● SOURCE DATA
[Begin]

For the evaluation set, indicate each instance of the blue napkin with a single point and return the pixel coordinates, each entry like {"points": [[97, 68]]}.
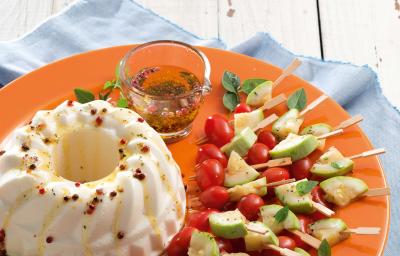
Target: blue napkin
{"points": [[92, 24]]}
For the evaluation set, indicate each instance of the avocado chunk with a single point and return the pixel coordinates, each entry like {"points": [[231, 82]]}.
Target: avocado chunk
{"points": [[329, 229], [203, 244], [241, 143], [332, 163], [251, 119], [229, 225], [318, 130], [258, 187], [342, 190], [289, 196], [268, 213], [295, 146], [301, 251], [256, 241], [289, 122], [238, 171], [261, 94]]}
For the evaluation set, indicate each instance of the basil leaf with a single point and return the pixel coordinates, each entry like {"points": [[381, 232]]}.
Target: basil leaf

[End]
[Begin]

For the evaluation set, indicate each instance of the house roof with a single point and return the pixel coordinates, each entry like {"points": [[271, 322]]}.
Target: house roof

[End]
[Begin]

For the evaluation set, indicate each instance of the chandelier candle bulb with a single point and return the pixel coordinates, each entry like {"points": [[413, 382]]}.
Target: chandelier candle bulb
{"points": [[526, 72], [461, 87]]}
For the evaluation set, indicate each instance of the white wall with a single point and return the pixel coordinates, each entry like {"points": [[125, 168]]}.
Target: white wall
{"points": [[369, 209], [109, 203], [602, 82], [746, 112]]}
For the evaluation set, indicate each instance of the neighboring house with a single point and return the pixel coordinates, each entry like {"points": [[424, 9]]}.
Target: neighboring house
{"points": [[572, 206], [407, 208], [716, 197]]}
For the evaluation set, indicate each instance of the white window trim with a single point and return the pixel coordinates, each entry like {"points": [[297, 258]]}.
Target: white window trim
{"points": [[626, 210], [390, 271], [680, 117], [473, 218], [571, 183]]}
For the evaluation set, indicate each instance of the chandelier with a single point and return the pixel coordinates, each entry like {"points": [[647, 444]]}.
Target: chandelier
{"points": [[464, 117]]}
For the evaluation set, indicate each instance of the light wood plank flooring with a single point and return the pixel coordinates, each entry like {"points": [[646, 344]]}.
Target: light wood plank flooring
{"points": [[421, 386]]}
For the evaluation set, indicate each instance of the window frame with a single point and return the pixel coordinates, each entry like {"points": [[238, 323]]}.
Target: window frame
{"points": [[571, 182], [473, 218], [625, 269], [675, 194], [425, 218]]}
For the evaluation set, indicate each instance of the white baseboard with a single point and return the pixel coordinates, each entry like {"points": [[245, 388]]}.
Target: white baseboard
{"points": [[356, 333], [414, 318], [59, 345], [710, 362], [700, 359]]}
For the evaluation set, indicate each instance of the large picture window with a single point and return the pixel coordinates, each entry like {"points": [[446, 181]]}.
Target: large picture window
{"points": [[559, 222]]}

[End]

● DIRECTION
Please update the rows from the line with "For the evaluation set, indicate each instance of the house" to the line with "Target: house roof" by replacing "house roof" with "garage roof" and keeping everything else the same. Return only those lines.

● RESULT FOR THIS TASK
For the evaluation set, indicate each instance of the garage roof with a single point and return the pixel coordinates, each entry like {"points": [[271, 322]]}.
Target: garage roof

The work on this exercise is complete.